- **Source extract**
Finnish healthcare workers in the Tornio River Valley are worried about coronavirus spreading across the border from Sweden, writes daily Helsingin Sanomat, following a Midsummer outbreak in the Swedish municipality of Gällivare, which has so far reported 300 cases.
Kari Askonen, chief physician at Ylitornio’s health centre, told HS that commuters may spread the virus across the Finnish border. As of 11 June, Swedes with partners or vacation homes in Finland have been able to enter the country, despite restrictions on cross-border movement.
Ylitornio in Finland had no active cases before Midsummer, but now the municipality has one new confirmed case.
"We’re trying to figure out where it came from," Askonen said.
Former PM "wrongly" feared coronavirus lawlessness
Former Prime Minister and European Commissioner and current head of state innovation fund Sitra Jyrki Katainen told Swedish-language daily Hufvudstadsbladet he had feared coronavirus would plunge Finland into anarchy.
"Discussions on social media had become so raw and violent. I imagined that the state of emergency combined with suffering caused by the epidemic could lead to people taking matters into their own hands. I was worried people would no longer respect the authorities or the rule of law. Luckily I was wrong," he said.
No cars welcome
Some Helsinki residents have been applauding the city's decision to ban cars from the picturesque Kaivopuisto shoreline on the capital’s southern tip (Ehrenströmintie). The area will remain a car-free zone through 31 August, with cyclists and pedestrians now having the road at their disposal, according to HBL.
The city said the move aims to give walkers, joggers and bikers the opportunity to practice social distancing in an area which tends to draw vehicles to the glistening shoreline.
The heat is on
This week Finland is experiencing median temperatures six to nine degrees above average, according to the ECMWF (European Centre for Medium-Range Weather Forecast). However this may all change next week with a return to 'more typical weather', writes newsstand tabloid Ilta-Sanomat.
Many parts of the country are expected to have experienced 30-degree weather by the weekend.
"July holidays will be spent in typical Finnish summer weather--that is--a mix of warm and cool days. The sun will still be out but there’s a chance of showers too," explained Foreca meteorologist Joanna Rinne.

- **Apply what you read**
1. In the news roundup above, set down the passage that starts with the words "Many parts of" and ends after the words "meteorologist Joanna Rinne.".
2. List every newspaper whose name is written out in full in the news roundup.

- **Provided information**

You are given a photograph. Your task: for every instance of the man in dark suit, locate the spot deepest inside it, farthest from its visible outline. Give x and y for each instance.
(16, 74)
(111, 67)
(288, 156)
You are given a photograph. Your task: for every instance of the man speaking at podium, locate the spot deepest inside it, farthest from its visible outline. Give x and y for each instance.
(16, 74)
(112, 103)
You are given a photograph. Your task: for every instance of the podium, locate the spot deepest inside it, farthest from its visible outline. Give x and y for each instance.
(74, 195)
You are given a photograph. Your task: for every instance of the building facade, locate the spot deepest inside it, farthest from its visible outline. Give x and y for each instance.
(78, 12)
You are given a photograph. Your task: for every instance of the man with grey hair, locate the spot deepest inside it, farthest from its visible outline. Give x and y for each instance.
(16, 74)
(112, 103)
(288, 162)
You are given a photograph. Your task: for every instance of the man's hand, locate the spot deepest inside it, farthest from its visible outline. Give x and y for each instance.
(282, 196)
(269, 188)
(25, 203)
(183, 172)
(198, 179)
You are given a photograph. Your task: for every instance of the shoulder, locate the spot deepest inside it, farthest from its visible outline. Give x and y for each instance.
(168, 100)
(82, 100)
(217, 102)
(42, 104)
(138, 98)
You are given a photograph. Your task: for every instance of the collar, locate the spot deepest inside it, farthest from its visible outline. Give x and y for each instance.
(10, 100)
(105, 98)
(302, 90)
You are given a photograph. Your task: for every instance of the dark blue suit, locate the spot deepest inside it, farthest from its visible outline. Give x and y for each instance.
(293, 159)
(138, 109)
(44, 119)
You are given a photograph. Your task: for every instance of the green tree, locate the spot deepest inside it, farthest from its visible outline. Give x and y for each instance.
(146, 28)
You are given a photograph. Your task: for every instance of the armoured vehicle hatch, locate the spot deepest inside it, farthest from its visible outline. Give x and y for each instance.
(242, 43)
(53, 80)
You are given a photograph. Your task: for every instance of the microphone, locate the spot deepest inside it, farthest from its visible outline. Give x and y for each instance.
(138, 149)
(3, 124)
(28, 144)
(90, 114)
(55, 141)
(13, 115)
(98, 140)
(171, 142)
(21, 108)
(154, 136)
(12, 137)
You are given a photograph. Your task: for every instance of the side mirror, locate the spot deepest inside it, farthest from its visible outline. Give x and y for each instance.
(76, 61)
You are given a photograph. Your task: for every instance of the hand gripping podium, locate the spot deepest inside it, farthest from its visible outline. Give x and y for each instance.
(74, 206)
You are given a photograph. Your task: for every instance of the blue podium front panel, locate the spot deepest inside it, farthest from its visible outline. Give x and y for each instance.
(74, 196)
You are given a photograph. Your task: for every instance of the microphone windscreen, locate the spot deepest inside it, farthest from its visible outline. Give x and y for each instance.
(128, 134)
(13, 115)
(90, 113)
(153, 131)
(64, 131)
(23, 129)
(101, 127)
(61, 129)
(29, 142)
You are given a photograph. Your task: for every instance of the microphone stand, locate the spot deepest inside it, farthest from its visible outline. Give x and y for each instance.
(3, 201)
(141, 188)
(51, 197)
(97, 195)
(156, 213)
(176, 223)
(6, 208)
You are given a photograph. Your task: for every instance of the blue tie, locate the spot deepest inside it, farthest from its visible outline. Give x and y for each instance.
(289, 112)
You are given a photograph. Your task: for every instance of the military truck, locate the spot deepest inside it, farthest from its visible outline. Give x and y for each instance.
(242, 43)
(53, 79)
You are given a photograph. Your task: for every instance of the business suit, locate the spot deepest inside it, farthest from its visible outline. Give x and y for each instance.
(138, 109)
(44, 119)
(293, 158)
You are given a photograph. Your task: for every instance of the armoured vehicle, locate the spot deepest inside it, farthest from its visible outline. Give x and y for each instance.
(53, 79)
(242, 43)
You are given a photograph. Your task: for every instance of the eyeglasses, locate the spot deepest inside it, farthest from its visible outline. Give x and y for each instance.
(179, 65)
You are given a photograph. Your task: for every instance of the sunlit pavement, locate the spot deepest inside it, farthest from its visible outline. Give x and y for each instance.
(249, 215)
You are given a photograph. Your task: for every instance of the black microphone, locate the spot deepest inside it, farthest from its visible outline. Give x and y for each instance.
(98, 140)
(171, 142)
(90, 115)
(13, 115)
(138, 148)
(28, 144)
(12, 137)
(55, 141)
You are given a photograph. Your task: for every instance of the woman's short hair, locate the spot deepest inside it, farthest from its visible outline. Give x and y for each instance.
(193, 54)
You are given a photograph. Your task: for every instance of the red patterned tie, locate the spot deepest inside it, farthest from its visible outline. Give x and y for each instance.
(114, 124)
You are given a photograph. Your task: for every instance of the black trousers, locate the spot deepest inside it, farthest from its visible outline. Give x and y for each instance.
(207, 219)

- **Task-by-task solutions**
1.
Many parts of the country are expected to have experienced 30-degree weather by the weekend.
"July holidays will be spent in typical Finnish summer weather--that is--a mix of warm and cool days. The sun will still be out but there’s a chance of showers too," explained Foreca meteorologist Joanna Rinne.

2.
- Helsingin Sanomat
- Hufvudstadsbladet
- Ilta-Sanomat